| Exercise instructions |
1. From the Pfizer text, reproduce everything from "Cutting Back Research, Laying" down to "benefiting from both.", switching "employees" to "workers".
2. Answer these questions from the Pfizer text:
(a) Earlier in the year, for how many drugs did Pfizer raise prices, and by what average?
(b) For which two diseases is Pfizer ending its research programs?
(c) For how long after retiring did Read agree not to work for a competitor?
3. Extend the Pfizer text beyond its last sentence.
*** Text for analysis Section Begins ***
Tax Windfall, Price Hikes. With an $11 billion windfall from President Trump’s tax cuts, Pfizer reported $12.27 billion fourth quarter profits last year.

  • These eye-popping profits came after Pfizer raised prices on 20 drugs by almost 10 percent, including Pristiq, Lipitor, and Zoloft, which are available as generics.
  • Earlier in the year, Pfizer jacked up prices for another 91 drugs by an average of 20 percent.

Cutting Back Research, Laying Off Workers. Meanwhile, Pfizer is ending its research programs for new medications for Alzheimer’s disease and Parkinson’s disease.

  • The PhRMA giant is laying off 300 employees in Cambridge and Andover, Massachusetts, and Groton, Connecticut.

CEO Gets 61% Pay Raise. But it isn’t all layoffs and long faces at Pfizer. Chairman and CEO Ian Read is getting a 61 percent pay raise to $27.9 million. His pay package includes:

  • A base salary of $1.96 million;
  • A $2.6 million bonus;
  • $13.1 million in equity awards;
  • And an $8 million special equity award.

Can’t Afford to Lose Him. At a time when older workers are being discarded and younger workers suffer from “no-compete” contracts, Read, who is 65, is benefiting from both.

  • Pfizer’s board approved Read’s lavish pay package to offer him a “compelling incentive” not to retire.
  • As part of the deal, he agreed not to work for a competitor for two years after eventually retiring.
*** Text for analysis Section Ends ***
*** Data section Section Begins ***
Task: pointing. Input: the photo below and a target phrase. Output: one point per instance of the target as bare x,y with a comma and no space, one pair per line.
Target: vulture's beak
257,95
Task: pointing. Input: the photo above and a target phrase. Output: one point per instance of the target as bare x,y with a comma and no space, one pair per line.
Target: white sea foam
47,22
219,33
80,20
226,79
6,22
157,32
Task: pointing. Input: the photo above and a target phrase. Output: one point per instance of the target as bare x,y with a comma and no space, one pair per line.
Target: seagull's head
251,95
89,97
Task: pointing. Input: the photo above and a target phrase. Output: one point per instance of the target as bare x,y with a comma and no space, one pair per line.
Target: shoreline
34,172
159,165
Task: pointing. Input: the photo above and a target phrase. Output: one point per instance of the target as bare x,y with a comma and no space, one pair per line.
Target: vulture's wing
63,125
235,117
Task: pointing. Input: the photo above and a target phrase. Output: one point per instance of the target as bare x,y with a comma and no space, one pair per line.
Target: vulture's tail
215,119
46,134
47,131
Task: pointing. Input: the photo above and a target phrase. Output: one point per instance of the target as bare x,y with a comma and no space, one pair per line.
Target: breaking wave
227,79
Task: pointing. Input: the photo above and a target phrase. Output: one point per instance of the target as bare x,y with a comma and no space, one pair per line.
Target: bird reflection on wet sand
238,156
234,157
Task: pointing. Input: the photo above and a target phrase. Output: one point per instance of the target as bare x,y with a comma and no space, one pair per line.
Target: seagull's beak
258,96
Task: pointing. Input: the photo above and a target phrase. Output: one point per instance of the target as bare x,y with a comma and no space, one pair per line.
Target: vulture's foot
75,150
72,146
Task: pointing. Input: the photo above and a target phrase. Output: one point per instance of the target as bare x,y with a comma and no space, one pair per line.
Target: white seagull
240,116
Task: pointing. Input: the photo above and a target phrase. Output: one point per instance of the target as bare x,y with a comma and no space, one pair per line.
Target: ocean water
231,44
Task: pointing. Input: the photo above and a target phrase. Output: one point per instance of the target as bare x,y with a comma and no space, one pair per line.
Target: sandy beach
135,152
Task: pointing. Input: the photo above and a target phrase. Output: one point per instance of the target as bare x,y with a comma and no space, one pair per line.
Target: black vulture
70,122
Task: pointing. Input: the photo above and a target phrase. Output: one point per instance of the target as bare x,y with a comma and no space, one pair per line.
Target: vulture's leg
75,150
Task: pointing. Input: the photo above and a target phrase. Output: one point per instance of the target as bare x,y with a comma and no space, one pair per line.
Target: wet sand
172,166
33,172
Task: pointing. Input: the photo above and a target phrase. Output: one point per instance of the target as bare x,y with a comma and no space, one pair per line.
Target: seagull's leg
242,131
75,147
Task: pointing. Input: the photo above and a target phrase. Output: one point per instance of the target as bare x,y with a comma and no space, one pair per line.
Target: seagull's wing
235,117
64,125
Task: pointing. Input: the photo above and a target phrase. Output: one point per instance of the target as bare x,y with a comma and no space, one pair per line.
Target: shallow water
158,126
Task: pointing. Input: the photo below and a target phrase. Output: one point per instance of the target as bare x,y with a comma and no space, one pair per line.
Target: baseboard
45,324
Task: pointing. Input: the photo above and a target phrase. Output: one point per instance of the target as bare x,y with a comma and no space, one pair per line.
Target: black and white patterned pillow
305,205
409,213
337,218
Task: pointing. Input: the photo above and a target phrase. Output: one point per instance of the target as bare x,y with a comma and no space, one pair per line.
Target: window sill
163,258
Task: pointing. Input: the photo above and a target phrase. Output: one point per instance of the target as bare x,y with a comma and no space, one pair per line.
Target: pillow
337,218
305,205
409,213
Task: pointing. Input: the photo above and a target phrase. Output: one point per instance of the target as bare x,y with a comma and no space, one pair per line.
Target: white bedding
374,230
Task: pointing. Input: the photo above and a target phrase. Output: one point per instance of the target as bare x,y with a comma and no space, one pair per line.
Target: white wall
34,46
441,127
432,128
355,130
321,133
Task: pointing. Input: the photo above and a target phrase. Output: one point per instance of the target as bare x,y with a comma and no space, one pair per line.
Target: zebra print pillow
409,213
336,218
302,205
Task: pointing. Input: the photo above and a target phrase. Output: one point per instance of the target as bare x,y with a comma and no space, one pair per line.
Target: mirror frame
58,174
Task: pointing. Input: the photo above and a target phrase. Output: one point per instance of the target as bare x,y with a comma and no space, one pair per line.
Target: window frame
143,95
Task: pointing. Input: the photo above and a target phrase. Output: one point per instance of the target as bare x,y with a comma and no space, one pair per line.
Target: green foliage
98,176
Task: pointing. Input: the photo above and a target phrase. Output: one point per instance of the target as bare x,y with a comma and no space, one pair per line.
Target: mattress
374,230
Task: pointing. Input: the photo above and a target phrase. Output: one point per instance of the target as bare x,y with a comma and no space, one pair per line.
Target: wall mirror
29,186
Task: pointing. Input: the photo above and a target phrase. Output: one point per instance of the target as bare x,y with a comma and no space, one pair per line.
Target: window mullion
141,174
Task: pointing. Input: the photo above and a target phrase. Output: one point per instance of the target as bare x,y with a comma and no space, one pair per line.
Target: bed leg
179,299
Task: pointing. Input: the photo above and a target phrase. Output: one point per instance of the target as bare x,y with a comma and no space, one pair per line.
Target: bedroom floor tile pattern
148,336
*** Data section Section Ends ***
| Numbered responses |
1.
Cutting Back Research, Laying Off Workers. Meanwhile, Pfizer is ending its research programs for new medications for Alzheimer’s disease and Parkinson’s disease.

  • The PhRMA giant is laying off 300 workers in Cambridge and Andover, Massachusetts, and Groton, Connecticut.

CEO Gets 61% Pay Raise. But it isn’t all layoffs and long faces at Pfizer. Chairman and CEO Ian Read is getting a 61 percent pay raise to $27.9 million. His pay package includes:

  • A base salary of $1.96 million;
  • A $2.6 million bonus;
  • $13.1 million in equity awards;
  • And an $8 million special equity award.

Can’t Afford to Lose Him. At a time when older workers are being discarded and younger workers suffer from “no-compete” contracts, Read, who is 65, is benefiting from both.

2.
(a) 91 drugs, by an average of 20 percent.
(b) Alzheimer's disease and Parkinson's disease.
(c) Two years.

3.
States’ Trickle-Down Tax Cuts Shortchange Schools, Prompt Protests

Inspired by West Virginia teachers’ successful strike, educators around the country are taking a stand for the raises, resources, and respect that they need. These teachers—and the communities they serve—are coping with the consequences of trickle-down tax cuts that are shortchanging their schools and students.

Statewide Actions. In Arizona, teachers held a statewide day of action on Wednesday, March 28, including a late-afternoon rally at the state capitol in Phoenix, to protest low teacher pay and school funding.

  • In Oklahoma, in response to educators’ protests, the state House of Representatives approved a $447 million tax increase to fund pay raises for teachers, school support staff, and state employees.
  • The measure—which now needs the state Senate’s approval—provides first-year teachers with a $5,000 pay raise, along with future increases based on experience.

Irresponsible Tax Cuts Shortchange Schools and Students. As the Center on Budget and Policy Priorities reports, the protests in Arizona and Oklahoma were prompted by “excessive state tax cuts that have shrunk state revenues and thereby made it harder to devote adequate resources to education.”

  • Arizona’s schools are the nation’s second-worst-funded schools, and Oklahoma’s are the fifth-least adequately funded.
  • Both states passed huge tax cuts before the Great Recession that tilted toward big business and the rich. And then they cut taxes even more.
  • Arizona cut corporate taxes by 30 percent in 2011 and also reduced taxes on capital gains.
  • In 2004, Oklahoma cut the top income tax rate, with the last reduction taking effect in 2016, in spite of a $1 billion state revenue shortfall. The energy-rich state also substantially cut its taxes on oil and gas companies.

Millennials Bring New Hope to Besieged Unions

As a PhD student and graduate employee at the University of Connecticut, Cera Fisher was on her way to a successful career. But she and her colleagues were having a hard time making ends meet. Their stipends were swallowed up by fees; their healthcare was cut back; and they were required to teach more courses without extra pay. “We felt they [the administration] could change our conditions on a whim,” she recalls.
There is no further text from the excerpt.